● GIVEN EXERCISE:
Extract each line from the items below that contains the string "poppy", and treat case as significant.

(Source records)
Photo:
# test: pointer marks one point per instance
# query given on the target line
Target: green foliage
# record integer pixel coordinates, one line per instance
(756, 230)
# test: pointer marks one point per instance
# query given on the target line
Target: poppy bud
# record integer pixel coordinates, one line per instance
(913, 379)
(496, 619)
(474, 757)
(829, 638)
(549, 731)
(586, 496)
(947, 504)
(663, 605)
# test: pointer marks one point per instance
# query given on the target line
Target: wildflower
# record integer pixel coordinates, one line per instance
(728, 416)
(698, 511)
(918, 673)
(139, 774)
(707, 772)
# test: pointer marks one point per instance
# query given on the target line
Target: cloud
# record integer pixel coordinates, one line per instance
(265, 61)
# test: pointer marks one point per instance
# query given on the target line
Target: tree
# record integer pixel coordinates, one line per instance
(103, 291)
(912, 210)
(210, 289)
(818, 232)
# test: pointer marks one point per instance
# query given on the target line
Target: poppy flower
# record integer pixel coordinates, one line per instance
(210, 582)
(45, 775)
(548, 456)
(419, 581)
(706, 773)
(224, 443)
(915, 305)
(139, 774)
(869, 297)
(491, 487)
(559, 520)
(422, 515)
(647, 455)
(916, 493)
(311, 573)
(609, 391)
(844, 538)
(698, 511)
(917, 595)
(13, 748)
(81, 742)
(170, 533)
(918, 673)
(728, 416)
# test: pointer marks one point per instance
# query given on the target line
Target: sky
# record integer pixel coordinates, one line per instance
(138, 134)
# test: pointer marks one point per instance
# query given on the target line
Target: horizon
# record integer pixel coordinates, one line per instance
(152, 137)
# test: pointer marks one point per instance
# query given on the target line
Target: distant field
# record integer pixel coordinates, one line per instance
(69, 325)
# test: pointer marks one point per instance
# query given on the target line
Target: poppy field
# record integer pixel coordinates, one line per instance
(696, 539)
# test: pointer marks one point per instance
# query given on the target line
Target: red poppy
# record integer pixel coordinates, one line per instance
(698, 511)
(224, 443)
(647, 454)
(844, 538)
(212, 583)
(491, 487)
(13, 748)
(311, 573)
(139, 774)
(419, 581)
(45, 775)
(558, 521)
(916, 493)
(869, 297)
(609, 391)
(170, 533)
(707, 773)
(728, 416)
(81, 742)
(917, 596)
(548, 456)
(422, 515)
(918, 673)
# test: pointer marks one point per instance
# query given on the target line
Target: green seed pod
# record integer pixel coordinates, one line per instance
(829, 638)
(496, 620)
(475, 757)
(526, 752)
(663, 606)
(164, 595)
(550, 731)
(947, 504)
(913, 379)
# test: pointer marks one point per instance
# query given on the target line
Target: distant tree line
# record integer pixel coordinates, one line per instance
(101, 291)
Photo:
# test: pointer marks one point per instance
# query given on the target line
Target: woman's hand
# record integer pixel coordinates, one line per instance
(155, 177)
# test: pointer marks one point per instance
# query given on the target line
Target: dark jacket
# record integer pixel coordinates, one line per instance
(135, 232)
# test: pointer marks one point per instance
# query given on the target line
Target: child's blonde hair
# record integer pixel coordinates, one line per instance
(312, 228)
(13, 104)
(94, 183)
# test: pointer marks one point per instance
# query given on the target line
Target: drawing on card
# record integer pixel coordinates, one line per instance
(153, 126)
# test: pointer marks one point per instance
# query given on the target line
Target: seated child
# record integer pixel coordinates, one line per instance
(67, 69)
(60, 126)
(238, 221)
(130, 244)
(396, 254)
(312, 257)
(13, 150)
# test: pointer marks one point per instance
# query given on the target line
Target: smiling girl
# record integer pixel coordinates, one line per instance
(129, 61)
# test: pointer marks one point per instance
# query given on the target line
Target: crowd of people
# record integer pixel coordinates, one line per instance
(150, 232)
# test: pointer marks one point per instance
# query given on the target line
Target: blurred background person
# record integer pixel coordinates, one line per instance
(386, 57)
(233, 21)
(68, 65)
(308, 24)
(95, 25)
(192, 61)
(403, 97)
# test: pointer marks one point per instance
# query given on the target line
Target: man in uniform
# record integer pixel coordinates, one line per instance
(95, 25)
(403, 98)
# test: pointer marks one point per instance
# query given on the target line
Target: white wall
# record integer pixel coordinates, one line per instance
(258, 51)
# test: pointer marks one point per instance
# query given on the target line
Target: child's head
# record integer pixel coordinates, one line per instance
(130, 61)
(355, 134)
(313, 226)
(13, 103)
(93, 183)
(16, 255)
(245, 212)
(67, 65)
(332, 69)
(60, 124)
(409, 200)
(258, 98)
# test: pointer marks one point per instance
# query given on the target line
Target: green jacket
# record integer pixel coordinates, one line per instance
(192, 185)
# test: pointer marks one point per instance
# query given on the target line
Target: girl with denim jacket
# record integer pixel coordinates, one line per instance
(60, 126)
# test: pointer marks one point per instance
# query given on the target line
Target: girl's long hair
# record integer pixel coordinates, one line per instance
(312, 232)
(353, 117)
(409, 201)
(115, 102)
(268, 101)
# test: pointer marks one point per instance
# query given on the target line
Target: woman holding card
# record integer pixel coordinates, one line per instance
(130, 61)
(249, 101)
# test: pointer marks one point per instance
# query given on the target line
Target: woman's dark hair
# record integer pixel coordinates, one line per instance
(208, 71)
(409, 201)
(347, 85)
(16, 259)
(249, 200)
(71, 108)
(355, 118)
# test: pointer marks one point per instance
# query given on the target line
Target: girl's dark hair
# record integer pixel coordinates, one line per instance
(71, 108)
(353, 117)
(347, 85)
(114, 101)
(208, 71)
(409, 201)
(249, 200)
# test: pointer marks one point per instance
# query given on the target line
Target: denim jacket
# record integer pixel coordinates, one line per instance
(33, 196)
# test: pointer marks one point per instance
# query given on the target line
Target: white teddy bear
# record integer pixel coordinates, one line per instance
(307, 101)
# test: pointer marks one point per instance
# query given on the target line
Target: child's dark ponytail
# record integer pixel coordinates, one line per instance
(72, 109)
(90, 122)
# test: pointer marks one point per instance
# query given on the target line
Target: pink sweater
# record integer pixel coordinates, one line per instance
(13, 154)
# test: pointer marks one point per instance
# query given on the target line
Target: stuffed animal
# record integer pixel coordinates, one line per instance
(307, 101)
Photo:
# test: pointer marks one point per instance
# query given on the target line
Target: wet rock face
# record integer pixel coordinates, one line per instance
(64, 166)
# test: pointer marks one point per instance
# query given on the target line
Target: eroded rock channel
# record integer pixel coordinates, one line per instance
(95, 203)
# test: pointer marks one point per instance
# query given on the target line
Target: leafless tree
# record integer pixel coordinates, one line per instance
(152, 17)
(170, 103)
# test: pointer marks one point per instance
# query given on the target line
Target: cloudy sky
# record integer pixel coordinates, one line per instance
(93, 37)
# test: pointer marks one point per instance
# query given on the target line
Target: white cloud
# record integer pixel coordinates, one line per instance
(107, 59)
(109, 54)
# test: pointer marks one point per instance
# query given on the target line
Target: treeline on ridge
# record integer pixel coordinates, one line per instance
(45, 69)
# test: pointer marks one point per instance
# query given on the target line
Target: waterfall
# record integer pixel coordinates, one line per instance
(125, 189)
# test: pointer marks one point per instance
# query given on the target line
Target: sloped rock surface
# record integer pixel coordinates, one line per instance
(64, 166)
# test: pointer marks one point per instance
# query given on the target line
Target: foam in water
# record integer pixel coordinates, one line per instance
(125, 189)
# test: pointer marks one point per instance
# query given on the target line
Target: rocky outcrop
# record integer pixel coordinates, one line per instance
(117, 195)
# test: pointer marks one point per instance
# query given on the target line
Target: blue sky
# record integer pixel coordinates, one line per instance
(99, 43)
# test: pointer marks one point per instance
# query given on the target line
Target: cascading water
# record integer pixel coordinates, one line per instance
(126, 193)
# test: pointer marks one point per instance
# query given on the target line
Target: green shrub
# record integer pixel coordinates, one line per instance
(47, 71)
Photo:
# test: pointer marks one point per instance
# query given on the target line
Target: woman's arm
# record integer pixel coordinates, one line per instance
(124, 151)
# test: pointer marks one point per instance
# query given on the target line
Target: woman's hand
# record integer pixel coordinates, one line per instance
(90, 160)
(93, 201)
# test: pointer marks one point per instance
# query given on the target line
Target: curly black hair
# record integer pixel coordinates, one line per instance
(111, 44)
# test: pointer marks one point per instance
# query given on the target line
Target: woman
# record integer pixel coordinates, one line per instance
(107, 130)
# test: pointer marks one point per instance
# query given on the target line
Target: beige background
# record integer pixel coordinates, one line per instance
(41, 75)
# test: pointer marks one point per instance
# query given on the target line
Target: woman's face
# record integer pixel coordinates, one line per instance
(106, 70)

● CORRECT RESPONSE:
Target: poppy bud
Target: poppy flower
Target: poppy field
Target: red poppy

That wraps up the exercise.